== WHAT YOU ARE ASKED TO DO ==
Copy every one of the records below word for word, changing nothing.
+++ MATERIAL SHOWN +++
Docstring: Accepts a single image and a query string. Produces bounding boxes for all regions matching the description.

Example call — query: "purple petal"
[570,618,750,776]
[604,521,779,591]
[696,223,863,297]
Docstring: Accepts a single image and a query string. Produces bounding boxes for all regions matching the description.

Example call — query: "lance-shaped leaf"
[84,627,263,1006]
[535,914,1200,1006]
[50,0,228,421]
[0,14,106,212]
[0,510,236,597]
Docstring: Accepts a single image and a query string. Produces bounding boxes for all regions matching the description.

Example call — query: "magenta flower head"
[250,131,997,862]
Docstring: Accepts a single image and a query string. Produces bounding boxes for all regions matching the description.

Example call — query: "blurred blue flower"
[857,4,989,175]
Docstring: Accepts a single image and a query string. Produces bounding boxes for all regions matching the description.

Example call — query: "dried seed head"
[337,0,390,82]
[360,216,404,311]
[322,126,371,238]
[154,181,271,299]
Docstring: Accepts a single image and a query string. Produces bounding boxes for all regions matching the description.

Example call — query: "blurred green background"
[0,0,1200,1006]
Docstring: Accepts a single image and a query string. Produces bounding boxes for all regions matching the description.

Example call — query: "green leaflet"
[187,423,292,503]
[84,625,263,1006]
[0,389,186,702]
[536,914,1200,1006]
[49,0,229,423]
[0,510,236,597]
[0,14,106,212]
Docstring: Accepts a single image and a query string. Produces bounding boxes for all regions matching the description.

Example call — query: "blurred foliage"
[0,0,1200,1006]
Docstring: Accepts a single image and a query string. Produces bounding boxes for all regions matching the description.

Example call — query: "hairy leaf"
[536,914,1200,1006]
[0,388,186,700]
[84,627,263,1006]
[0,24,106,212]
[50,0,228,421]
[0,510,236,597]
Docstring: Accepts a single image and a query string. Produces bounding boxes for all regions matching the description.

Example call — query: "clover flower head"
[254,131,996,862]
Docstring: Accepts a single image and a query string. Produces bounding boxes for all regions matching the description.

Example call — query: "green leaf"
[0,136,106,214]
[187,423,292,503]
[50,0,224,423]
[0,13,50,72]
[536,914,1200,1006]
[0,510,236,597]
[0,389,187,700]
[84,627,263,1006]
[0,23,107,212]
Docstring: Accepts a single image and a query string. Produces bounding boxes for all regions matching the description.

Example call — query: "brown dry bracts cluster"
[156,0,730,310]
+++
== FINAL ANSWER ==
Docstring: Accepts a single image and a query string. Produces bounding boxes for all regions matching the description.

Example call — query: "purple petal"
[570,618,750,776]
[604,521,779,591]
[696,223,863,297]
Docstring: Accepts a single image and a query string. Produces bounding boxes for all regions matching the description.

Example call — query: "lance-shaped leaf"
[84,627,263,1006]
[535,914,1200,1006]
[50,0,228,421]
[0,14,106,212]
[0,510,236,597]
Docstring: Accepts a single image and a query string. Produces bounding boxes for all regions matching the description.

Example call — query: "magenta flower head"
[250,131,997,862]
Docstring: Accepts a single image and a query string. Produces bounding boxes for all regions matching the description.

Example call — query: "blurred blue flower"
[857,4,989,175]
Docstring: Accepts a single image and a query string. Produces bounding boxes for all regions matching the description.

Example call — query: "dried seed head"
[337,0,390,82]
[360,216,404,311]
[322,126,371,238]
[154,181,271,299]
Docstring: Accepts a single image and a query string. Produces bounding boxes for all regions matching the description.

Example call — query: "blurred green background"
[0,0,1200,1006]
Docstring: Accepts a single image and a query string. Produces bounding boxes for all regions matching the description.

Example call — query: "green leaflet"
[187,423,292,503]
[84,625,263,1006]
[0,389,186,702]
[536,914,1200,1006]
[49,0,229,423]
[0,510,236,597]
[0,14,106,212]
Docstring: Accepts a single image and a query string. Produces bounding boxes for all regions matching the description.

Example call — query: "blurred foliage"
[0,0,1200,1006]
Docstring: Accepts a single image and a query string. Produces bounding boxes for all regions matching the description.

Example call — query: "hairy leaf"
[536,914,1200,1006]
[0,388,186,700]
[84,627,263,1006]
[0,24,106,212]
[50,0,228,421]
[0,510,236,597]
Docstring: Accepts a single image and a query string. Produces bounding boxes for all regions matching the description.

Example call — query: "clover flower head"
[254,131,996,862]
Docstring: Accepts a single image and a query string. Produces bounding boxes for all regions matching the description.

Example call — query: "green leaf"
[0,136,106,214]
[187,423,292,503]
[50,0,224,423]
[0,13,50,72]
[536,914,1200,1006]
[0,510,236,597]
[0,389,187,700]
[84,627,263,1006]
[0,23,107,212]
Docstring: Accepts a single image and a query string. Produces bounding boxes for all regions matching the description.

Example call — query: "brown dry bracts cluster"
[156,0,730,310]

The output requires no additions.